Selasa, 01 April 2014

Mendaki Pesona Gunung Rinjani




Gunung Rinjani.. gunung api tertinggi ke dua di Indonesia ini memang mempesona. Medannya yang berat menyimpan keindahan yang luar biasa. Tak heran banyak yang menyebutnya gunung dengan pemandangan terindah di Indonesia. Terletak di Pulau Lombok - Nusa Tenggara Barat, Rinjani menjulang setinggi 3767 mdpl. Dua jalur pendakian yang sering dilalui pendaki adalah jalur sembalun dan jalur senaru. Namun masih ada jalur lokal lain yaitu jalur torean yang biasa digunakan penduduk lokal.
Perjalanan menuju Rinjani dimulai dari Aikmel. Aikmel berarti air dingin (aik=air, mel=dingin). Penduduknya ramah, pada waktu itu saya sempat menginap semalam di rumah salah seorang penduduk Aikmel karena kemalaman dan tidak dapat angkot menuju Desa Sembalun.

◆ TUGAS DAN LATIHAN:
A: Sebutkan semua baris dalam catatan di bawah yang memuat kata "racing", dengan membedakan huruf besar dan huruf kecil.
B: Teruskan teks tentang Gunung Rinjani, mulai dari setelah kalimat terakhirnya.
Teks tentang Gunung Rinjani tidak berkaitan dengan catatan mana pun.

◆ DATA YANG DISEDIAKAN:
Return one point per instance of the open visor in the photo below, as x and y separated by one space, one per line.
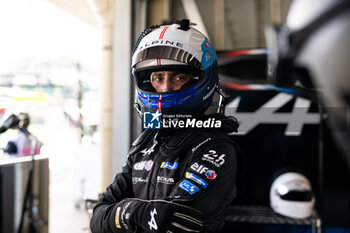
167 53
143 76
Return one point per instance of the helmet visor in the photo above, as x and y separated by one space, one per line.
166 79
166 52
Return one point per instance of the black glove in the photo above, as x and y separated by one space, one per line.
157 216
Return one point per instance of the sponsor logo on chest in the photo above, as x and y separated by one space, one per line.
213 157
210 174
143 165
136 180
168 165
189 187
165 180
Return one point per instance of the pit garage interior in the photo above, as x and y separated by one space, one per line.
280 128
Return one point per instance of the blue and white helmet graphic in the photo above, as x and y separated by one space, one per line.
175 47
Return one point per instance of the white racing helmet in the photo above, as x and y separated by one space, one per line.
291 195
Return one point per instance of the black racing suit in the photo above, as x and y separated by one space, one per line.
194 166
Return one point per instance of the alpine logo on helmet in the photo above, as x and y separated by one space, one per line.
176 47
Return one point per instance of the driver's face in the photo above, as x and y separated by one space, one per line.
165 81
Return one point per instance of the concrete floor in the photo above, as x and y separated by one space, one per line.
74 175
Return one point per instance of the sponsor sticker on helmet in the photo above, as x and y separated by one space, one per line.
189 187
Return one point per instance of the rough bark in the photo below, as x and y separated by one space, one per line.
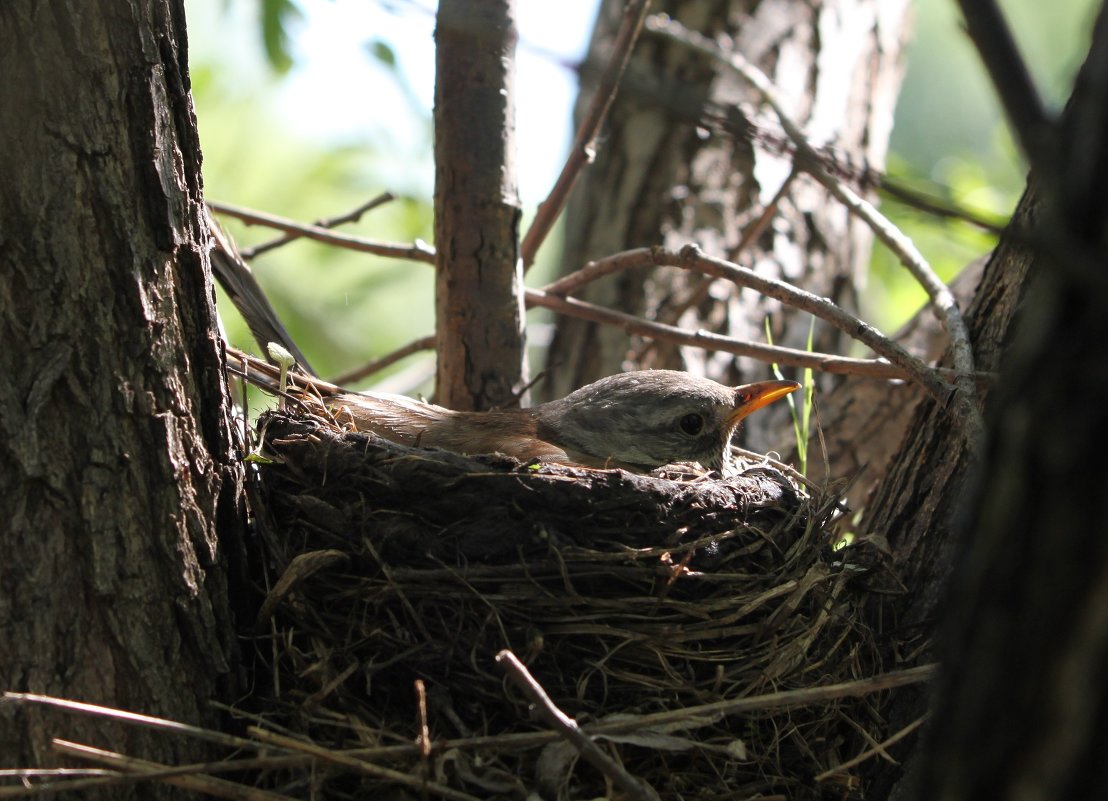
116 474
1022 705
479 303
676 166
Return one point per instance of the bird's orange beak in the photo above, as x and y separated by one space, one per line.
752 397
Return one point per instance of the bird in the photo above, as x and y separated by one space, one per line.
636 421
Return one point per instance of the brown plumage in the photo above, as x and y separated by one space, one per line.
634 420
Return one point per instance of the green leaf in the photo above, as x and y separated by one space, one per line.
383 52
277 16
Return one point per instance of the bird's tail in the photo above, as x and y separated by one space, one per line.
393 417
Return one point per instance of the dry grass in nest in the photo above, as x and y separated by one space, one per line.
624 595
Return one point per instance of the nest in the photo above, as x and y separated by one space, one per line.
398 575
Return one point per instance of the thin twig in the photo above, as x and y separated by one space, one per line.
416 252
690 257
124 717
387 360
752 232
584 144
198 782
102 777
568 729
940 207
710 340
993 39
360 766
967 411
880 748
354 216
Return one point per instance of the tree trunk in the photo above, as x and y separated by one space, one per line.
479 299
119 485
678 164
1022 705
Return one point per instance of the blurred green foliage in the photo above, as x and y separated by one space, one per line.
345 308
341 307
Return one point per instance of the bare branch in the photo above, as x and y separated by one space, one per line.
584 144
321 223
568 729
359 766
416 252
993 39
690 257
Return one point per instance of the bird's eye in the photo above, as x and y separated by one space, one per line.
691 424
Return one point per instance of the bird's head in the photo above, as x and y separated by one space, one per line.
649 418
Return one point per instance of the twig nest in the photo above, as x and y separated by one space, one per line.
623 594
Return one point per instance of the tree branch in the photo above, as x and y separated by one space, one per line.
584 144
967 404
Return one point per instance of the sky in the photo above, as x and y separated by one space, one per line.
335 92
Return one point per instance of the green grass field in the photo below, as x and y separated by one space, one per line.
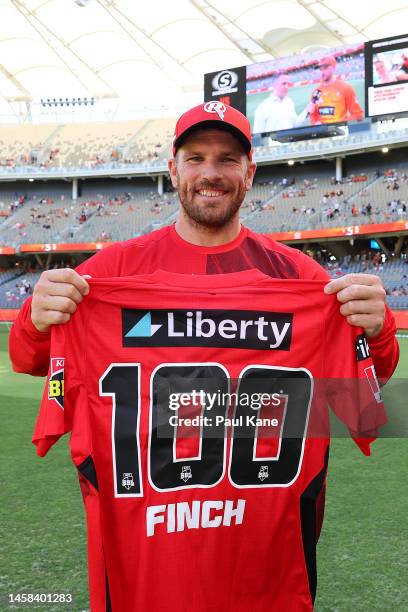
362 554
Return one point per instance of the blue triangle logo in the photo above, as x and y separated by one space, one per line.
143 328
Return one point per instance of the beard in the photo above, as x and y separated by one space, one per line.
211 215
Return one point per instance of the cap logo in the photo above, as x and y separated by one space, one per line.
215 107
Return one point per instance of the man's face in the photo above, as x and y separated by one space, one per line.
212 174
282 86
327 71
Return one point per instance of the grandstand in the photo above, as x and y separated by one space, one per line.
89 96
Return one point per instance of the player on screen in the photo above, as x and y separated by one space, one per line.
401 71
278 111
212 170
382 74
333 100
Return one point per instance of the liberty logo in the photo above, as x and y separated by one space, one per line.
143 328
186 473
179 327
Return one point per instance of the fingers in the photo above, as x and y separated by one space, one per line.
351 279
56 296
65 275
361 292
371 324
58 303
356 307
362 299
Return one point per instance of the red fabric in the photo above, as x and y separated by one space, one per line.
164 249
258 564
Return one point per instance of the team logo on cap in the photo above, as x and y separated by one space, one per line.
215 107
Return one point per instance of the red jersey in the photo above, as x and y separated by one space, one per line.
165 249
199 429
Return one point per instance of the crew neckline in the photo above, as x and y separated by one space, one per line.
211 281
228 246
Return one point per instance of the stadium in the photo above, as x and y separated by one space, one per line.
90 92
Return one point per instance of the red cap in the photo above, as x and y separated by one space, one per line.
328 60
214 115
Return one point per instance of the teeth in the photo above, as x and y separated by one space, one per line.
210 194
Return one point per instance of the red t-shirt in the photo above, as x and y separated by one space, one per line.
165 249
217 514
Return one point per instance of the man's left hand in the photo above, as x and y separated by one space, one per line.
362 298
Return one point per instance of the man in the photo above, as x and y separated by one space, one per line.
401 72
333 100
382 74
277 112
212 169
206 239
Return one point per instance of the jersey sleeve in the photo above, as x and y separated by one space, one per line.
353 391
64 394
29 348
384 348
52 420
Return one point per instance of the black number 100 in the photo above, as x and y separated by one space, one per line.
121 381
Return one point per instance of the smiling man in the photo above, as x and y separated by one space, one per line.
195 537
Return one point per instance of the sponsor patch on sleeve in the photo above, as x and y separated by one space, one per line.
56 381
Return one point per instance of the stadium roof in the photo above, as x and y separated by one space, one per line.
159 50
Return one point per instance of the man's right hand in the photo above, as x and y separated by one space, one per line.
56 296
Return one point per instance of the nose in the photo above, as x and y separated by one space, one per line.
211 171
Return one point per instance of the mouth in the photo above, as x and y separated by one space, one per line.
211 193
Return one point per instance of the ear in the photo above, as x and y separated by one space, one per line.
250 175
172 166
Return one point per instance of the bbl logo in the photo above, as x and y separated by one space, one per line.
56 381
224 82
362 348
263 473
127 481
186 473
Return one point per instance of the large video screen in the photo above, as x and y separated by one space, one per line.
387 76
316 88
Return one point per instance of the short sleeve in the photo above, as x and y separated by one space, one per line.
64 396
52 420
353 391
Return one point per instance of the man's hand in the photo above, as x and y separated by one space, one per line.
363 300
56 296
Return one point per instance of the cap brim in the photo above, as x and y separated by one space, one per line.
216 125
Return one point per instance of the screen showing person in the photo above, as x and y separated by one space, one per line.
390 67
305 90
333 100
277 111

◆ DAFTAR JAWABAN:
A:
Return one point per instance of the white racing helmet in the photo above, as x and y separated by one space, one per line.
Return one point per instance of the black racing suit in the photo above, as x and y separated by one space, one per line.

B:
Keesokan paginya saya dan kawan saya menumpang mobil bak terbuka pengangkut sayur bergabung dengan penduduk lokal. Berdua cukup 10ribu. Perjalanan dari Aikmel menuju Desa Sembalun kurang lebih 1 setengah jam dengan pemandangan hutan dan bukit-bukit serta Gunung Rinjani.
 
Sesampainya di Desa Sembalun kami segera menuju pos lapor untuk mendapatkan ijin.
setelah menyelesaikan urusan perijinan, dimulailah langkah menuju gunung sesungguhnya. Rasanya begitu malas dan berat. Dengan hanya berdua, beban alat dan logistik baik untuk mendaki maupun untuk backpacking sepulang dari Rinjani terasa lebih berat. Masing-masing kami membawa tas carrier full muatan di belakang dan day pack di depan. Karena itu kami sepakat berjalan santai...selow aje coyy...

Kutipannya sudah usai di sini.